## [Приведённый отрывок]
━━━━━━━━

Писатель — это от Бога, а не от отдела культуры ЦК КПСС, Литературного института или нынешнего пиара, надувающего читателей в особо крупных размерах. При знакомстве Фридрих Горенштейн многим казался собственным персонажем: брутальные шутки, нарочитый акцент "дядюшки из Бердичева", нетерпимость к более удачливым коллегам, безапелляционные, часто несправедливые суждения.
К счастью, перед тем как впервые встретиться с ним, я прочитал его кристально ясную прозу, написанную тончайшим русским языком. Там все было по-другому. Там был Бог. Дышали "почва и судьба". Пульсировала мысль. Мучились безумные люди. Рушилось мироздание.
Вот почему за всеми его эксцентрическими трюками и эскападами лично мною всегда угадывалась настороженная и беззащитная душа — сына "врага народа", да к тому же еврея, да к тому же уникального "неудобного" таланта, не получившего при жизни своего места (так назывался один из его лучших романов).

━━━━━━━━

## [Предоставленные данные]
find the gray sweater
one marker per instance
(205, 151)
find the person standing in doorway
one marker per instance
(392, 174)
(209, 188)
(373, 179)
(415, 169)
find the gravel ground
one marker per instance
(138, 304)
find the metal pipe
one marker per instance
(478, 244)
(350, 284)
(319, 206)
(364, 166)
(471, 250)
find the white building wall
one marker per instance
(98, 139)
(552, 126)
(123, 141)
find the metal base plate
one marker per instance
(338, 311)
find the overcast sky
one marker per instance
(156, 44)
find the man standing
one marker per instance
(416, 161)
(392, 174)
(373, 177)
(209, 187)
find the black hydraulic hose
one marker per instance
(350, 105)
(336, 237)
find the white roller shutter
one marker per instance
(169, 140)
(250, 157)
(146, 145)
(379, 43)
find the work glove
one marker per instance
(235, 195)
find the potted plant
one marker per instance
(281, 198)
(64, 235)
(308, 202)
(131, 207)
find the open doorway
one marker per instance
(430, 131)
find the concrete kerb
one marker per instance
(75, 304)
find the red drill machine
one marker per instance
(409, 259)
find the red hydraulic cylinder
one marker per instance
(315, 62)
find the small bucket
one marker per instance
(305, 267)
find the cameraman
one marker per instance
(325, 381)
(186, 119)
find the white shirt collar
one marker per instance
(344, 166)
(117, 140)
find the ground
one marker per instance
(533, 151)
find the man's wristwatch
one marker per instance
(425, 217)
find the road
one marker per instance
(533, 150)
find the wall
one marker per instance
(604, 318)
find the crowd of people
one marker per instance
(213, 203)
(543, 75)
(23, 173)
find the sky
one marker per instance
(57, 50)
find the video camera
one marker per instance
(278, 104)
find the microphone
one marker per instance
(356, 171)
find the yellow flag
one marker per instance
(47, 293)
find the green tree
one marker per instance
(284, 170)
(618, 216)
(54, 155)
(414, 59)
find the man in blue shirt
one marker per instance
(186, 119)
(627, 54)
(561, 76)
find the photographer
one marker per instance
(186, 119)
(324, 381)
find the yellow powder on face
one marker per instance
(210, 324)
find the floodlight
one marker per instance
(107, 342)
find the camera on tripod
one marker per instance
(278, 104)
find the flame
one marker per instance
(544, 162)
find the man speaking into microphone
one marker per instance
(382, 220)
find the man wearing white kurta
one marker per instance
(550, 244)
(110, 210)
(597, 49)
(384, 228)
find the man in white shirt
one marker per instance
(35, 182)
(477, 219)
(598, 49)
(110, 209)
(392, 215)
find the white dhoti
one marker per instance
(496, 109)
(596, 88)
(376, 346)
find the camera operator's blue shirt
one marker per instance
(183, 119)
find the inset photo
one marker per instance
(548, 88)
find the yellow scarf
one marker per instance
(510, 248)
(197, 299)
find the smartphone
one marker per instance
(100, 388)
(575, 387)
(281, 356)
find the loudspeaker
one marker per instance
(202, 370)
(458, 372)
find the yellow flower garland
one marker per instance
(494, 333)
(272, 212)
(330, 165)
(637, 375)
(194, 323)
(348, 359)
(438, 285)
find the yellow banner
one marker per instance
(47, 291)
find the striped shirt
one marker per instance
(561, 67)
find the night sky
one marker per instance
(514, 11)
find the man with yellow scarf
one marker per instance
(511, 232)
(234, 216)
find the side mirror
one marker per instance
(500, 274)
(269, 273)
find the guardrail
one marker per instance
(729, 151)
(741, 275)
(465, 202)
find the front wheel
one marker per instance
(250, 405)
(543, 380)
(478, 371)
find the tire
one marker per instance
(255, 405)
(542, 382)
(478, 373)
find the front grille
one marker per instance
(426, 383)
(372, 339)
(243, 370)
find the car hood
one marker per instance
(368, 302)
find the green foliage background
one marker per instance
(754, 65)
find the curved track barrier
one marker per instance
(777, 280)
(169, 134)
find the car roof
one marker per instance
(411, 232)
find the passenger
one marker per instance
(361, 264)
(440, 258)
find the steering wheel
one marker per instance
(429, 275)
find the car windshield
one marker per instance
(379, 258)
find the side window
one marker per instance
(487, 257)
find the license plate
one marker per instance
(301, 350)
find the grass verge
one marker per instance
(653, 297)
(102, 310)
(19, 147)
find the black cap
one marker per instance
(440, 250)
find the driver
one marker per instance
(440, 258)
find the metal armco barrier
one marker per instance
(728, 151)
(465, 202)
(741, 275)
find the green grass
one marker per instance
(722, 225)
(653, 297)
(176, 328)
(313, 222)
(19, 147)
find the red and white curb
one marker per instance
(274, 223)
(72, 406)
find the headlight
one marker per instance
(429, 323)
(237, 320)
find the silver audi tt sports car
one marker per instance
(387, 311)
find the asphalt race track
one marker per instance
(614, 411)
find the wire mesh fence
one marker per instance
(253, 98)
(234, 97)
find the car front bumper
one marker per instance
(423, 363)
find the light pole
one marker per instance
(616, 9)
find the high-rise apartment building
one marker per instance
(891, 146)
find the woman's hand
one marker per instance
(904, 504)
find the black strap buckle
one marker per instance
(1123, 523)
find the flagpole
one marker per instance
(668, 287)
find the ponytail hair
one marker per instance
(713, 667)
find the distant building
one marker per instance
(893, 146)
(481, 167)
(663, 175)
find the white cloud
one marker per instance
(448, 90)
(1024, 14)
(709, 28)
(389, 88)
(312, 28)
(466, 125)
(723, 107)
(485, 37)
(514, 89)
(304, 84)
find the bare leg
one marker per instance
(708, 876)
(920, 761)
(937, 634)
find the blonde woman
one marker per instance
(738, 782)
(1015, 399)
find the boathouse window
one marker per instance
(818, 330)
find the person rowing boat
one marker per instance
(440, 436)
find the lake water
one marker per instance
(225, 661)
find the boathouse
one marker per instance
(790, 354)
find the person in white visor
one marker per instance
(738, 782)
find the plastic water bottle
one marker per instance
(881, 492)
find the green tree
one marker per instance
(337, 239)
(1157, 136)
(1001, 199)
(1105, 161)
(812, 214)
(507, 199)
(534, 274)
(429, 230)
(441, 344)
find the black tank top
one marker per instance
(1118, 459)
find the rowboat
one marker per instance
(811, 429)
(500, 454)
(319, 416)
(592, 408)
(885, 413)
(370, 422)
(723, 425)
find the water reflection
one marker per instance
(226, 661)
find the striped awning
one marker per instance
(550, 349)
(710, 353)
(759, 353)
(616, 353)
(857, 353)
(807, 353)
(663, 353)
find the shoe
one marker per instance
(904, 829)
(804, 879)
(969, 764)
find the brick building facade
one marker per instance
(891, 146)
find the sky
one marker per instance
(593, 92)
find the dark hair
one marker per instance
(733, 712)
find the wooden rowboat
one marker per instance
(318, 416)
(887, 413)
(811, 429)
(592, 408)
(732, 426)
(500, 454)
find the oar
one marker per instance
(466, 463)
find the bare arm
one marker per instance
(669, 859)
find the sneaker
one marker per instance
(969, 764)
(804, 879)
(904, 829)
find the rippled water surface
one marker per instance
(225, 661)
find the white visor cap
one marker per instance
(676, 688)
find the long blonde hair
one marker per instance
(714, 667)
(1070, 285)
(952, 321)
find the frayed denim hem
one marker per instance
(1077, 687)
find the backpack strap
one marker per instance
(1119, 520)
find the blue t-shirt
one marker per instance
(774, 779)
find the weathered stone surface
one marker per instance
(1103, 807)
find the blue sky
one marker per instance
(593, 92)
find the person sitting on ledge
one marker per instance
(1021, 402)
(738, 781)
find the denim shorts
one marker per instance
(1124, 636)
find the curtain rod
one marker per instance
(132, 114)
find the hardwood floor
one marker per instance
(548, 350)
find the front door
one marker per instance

━━━━━━━━

## [Обязательное задание 1]
Выпишите, пожалуйста, из отрывка о Горенштейне фрагмент между «Писатель — это» и «люди. Рушилось мироздание.» включительно.
## [Обязательное задание 2]
Перечислите все черты, из-за которых, согласно отрывку о Горенштейне, он при знакомстве многим казался собственным персонажем.

## [Ответ на задание 1]
Писатель — это от Бога, а не от отдела культуры ЦК КПСС, Литературного института или нынешнего пиара, надувающего читателей в особо крупных размерах. При знакомстве Фридрих Горенштейн многим казался собственным персонажем: брутальные шутки, нарочитый акцент "дядюшки из Бердичева", нетерпимость к более удачливым коллегам, безапелляционные, часто несправедливые суждения.
К счастью, перед тем как впервые встретиться с ним, я прочитал его кристально ясную прозу, написанную тончайшим русским языком. Там все было по-другому. Там был Бог. Дышали "почва и судьба". Пульсировала мысль. Мучились безумные люди. Рушилось мироздание.

## [Ответ на задание 2]
- брутальные шутки
- нарочитый акцент «дядюшки из Бердичева»
- нетерпимость к более удачливым коллегам
- безапелляционные, часто несправедливые суждения